--- start of Input material ---
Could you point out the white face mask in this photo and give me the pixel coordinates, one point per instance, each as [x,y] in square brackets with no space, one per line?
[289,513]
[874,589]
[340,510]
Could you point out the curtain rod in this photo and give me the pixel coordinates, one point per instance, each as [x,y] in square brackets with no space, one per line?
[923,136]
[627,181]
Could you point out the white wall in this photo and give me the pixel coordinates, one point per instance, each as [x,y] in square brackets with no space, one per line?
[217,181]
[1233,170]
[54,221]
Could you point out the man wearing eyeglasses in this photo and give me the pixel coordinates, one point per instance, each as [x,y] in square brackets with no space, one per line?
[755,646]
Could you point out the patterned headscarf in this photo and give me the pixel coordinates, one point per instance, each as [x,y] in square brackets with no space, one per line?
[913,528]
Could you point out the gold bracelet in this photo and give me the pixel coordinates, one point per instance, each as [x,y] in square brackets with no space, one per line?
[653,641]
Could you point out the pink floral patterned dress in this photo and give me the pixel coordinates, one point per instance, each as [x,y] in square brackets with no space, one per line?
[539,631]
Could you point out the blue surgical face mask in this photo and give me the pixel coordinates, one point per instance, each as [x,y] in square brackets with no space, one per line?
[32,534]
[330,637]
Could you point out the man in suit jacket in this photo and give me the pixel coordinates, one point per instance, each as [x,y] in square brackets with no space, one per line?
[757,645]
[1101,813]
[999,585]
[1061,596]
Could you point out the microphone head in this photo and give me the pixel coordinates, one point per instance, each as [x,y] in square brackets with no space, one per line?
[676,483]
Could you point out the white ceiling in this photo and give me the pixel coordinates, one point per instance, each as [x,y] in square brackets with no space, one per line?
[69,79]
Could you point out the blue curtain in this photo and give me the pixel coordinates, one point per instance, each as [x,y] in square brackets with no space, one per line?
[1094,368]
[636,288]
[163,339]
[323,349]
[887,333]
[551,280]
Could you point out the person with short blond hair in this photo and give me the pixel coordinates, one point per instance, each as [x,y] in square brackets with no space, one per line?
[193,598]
--- end of Input material ---
» **Prompt**
Edit the stretch from the line containing "Could you point out the white ceiling" through the last of the lines so that "blue curtain" becomes "green curtain", with nothing else changed. Return only that stretch.

» **The response**
Could you point out the white ceiling in this photo and give me the pixel coordinates, one point per instance, each as [x,y] in square brackets with no space, one per line?
[69,79]
Could you point out the green curtain in this photo and give me the pixel coordinates, one point per instance, each as [x,y] in square brackets with no space, one per line?
[1094,368]
[636,288]
[163,339]
[323,349]
[887,333]
[551,280]
Could you point out the person with short blond hair in this photo and give me the pixel coordinates, one point per instance, each as [x,y] in square brackets with no space, one per line?
[193,598]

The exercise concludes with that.